═══ Material provided ═══

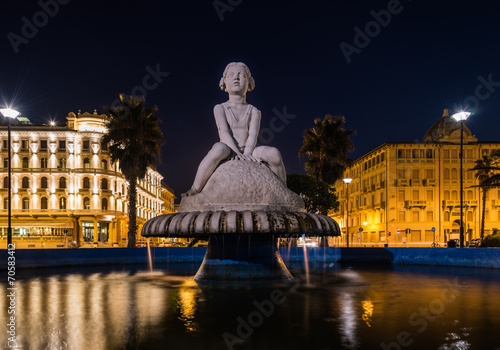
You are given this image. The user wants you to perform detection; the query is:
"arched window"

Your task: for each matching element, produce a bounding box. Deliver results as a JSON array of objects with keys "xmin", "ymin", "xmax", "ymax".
[
  {"xmin": 83, "ymin": 197, "xmax": 90, "ymax": 210},
  {"xmin": 40, "ymin": 197, "xmax": 49, "ymax": 209},
  {"xmin": 444, "ymin": 169, "xmax": 450, "ymax": 180},
  {"xmin": 444, "ymin": 191, "xmax": 450, "ymax": 201}
]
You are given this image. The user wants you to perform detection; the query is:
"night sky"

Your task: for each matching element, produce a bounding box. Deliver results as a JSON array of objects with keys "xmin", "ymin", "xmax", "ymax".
[{"xmin": 0, "ymin": 0, "xmax": 500, "ymax": 197}]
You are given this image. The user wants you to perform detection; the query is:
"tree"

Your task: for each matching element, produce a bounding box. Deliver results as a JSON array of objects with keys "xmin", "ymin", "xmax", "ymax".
[
  {"xmin": 286, "ymin": 174, "xmax": 339, "ymax": 215},
  {"xmin": 299, "ymin": 114, "xmax": 356, "ymax": 184},
  {"xmin": 472, "ymin": 151, "xmax": 500, "ymax": 238},
  {"xmin": 101, "ymin": 94, "xmax": 164, "ymax": 248}
]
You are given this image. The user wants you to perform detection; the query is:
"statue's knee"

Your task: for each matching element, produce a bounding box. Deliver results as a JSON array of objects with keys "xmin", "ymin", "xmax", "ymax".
[
  {"xmin": 266, "ymin": 147, "xmax": 282, "ymax": 165},
  {"xmin": 211, "ymin": 142, "xmax": 231, "ymax": 158}
]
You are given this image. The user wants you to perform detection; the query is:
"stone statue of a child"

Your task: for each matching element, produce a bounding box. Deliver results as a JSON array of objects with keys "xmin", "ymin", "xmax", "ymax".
[{"xmin": 182, "ymin": 62, "xmax": 286, "ymax": 196}]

═══

• Given request
Write out all the rows above again, requests included, and lower every bounding box coordinate in the answers by 12. Leave the pictures out.

• Answer to this task
You are given this image. The user wants you to perform detection; the query is:
"arched window"

Your task: for each matching element, produce a bounding box. Deliver results as a JSON array of objects with keys "xmin", "ymin", "xmax", "ymax".
[
  {"xmin": 71, "ymin": 185, "xmax": 78, "ymax": 198},
  {"xmin": 28, "ymin": 185, "xmax": 37, "ymax": 197},
  {"xmin": 432, "ymin": 157, "xmax": 438, "ymax": 168},
  {"xmin": 432, "ymin": 179, "xmax": 438, "ymax": 189}
]
You are given this image. The user wants you to perform detection; the query is:
"night sky"

Your task: for each matching element, produce a bounding box. Deliver results as a JSON array of objects with keys "xmin", "ymin", "xmax", "ymax".
[{"xmin": -12, "ymin": -12, "xmax": 488, "ymax": 185}]
You are given this image. The user wants you to perform detection; the query is:
"tree"

Your task: for each matching element, produce a bounding box. Deliver results as a JSON array of objects with keys "xmin", "ymin", "xmax", "ymax".
[
  {"xmin": 274, "ymin": 162, "xmax": 327, "ymax": 203},
  {"xmin": 287, "ymin": 102, "xmax": 344, "ymax": 172},
  {"xmin": 460, "ymin": 139, "xmax": 488, "ymax": 226},
  {"xmin": 89, "ymin": 82, "xmax": 152, "ymax": 236}
]
You are given this image. The user wants you to perform detection; the query is:
"statue's knee"

Your task: for each matching element, produce a bounding box. Deliver results as a JSON array of objects with keys "xmin", "ymin", "xmax", "ymax".
[
  {"xmin": 254, "ymin": 135, "xmax": 270, "ymax": 153},
  {"xmin": 199, "ymin": 130, "xmax": 219, "ymax": 146}
]
You are given this image. The user wants you to perform detection; the query is:
"stone statue of a child"

Your task: for each matching element, produce a bounding box. Deliver results as a JSON array of objects with keys "xmin", "ymin", "xmax", "ymax".
[{"xmin": 170, "ymin": 50, "xmax": 274, "ymax": 184}]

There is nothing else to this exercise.